**SHORT PROBLEM**
Your task is to repeat the records exactly from the line containing "the mountain in" onward, through the final line.

━━━━━━━━

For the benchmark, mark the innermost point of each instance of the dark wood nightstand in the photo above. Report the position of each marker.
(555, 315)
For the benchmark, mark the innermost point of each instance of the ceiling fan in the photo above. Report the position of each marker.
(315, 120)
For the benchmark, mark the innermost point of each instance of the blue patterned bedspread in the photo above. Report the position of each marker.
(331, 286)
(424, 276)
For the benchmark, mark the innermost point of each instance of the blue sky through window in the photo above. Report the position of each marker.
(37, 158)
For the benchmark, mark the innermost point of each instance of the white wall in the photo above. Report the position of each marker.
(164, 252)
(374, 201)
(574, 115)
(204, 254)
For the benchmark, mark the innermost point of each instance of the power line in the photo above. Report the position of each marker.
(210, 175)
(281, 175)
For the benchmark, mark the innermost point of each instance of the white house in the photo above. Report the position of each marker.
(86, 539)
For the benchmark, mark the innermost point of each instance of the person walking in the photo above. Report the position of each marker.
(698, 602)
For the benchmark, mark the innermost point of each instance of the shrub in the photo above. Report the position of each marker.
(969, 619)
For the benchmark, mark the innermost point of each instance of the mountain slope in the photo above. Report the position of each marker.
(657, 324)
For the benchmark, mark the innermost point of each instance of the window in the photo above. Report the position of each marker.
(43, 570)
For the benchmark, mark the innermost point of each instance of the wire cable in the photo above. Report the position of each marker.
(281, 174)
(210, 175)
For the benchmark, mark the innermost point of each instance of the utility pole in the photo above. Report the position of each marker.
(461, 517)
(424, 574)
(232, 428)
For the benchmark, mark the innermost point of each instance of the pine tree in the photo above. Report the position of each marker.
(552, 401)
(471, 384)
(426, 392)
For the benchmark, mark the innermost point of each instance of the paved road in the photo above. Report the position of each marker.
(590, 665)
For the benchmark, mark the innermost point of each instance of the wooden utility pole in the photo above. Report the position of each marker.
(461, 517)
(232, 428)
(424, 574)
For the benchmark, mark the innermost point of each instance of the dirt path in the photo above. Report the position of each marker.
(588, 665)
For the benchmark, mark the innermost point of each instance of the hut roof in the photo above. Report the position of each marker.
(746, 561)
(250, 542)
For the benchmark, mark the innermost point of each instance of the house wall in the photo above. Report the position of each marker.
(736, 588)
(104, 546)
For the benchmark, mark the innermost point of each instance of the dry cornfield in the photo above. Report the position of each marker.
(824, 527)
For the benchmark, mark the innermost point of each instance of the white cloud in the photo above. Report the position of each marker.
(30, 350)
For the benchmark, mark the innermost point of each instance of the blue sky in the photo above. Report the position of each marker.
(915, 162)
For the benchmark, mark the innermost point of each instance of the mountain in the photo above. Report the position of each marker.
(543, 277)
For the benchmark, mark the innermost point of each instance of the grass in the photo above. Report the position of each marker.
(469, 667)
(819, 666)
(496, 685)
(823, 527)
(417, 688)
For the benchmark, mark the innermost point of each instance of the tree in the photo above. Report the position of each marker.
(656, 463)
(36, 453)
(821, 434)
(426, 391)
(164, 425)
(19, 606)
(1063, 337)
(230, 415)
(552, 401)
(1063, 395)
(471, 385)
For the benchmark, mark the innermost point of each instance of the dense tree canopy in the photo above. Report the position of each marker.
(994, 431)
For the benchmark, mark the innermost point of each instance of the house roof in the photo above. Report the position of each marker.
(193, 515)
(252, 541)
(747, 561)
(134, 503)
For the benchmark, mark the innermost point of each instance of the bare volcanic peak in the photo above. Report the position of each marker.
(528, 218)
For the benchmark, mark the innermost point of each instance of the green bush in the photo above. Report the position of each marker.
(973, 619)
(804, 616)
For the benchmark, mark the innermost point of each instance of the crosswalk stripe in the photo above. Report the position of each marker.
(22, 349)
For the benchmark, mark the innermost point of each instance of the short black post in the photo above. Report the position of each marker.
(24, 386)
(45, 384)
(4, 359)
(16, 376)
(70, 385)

━━━━━━━━

**EXERCISE ANSWER**
For the benchmark, mark the innermost point of each instance of the mountain in the photo above. Report the position of each marker.
(543, 277)
For the benchmark, mark the innermost point of each instance of the grass in the photo above. Report the position of each marker.
(469, 667)
(819, 666)
(496, 685)
(823, 527)
(417, 688)
For the benchmark, mark the innermost point of each instance of the tree in the photo above. Report the position of each marker.
(656, 463)
(36, 453)
(821, 434)
(426, 391)
(164, 425)
(19, 606)
(1063, 337)
(230, 415)
(552, 401)
(1063, 395)
(471, 385)
For the benchmark, mark the innermost point of each instance of the dense tree canopy in the photo above. Report the position of each marker.
(994, 431)
For the benchmark, mark the innermost point of each instance of the house roof in the photo above. Report the position of each marker.
(193, 515)
(252, 541)
(747, 561)
(134, 503)
For the benchmark, mark the innermost point of each instance of the bare volcanic peak in the photo above. Report the position of each marker.
(528, 218)
For the benchmark, mark the innermost point of each instance of the green bush in the photo above. Report the position of each marker.
(973, 619)
(804, 616)
For the benchmark, mark the innermost point of each instance of the crosswalk stripe in the photo above. Report the position of each marker.
(22, 349)
For the benchmark, mark the innermost point of each instance of the short black post in the photo above. Report the position of each marker.
(24, 386)
(45, 384)
(4, 359)
(16, 376)
(70, 385)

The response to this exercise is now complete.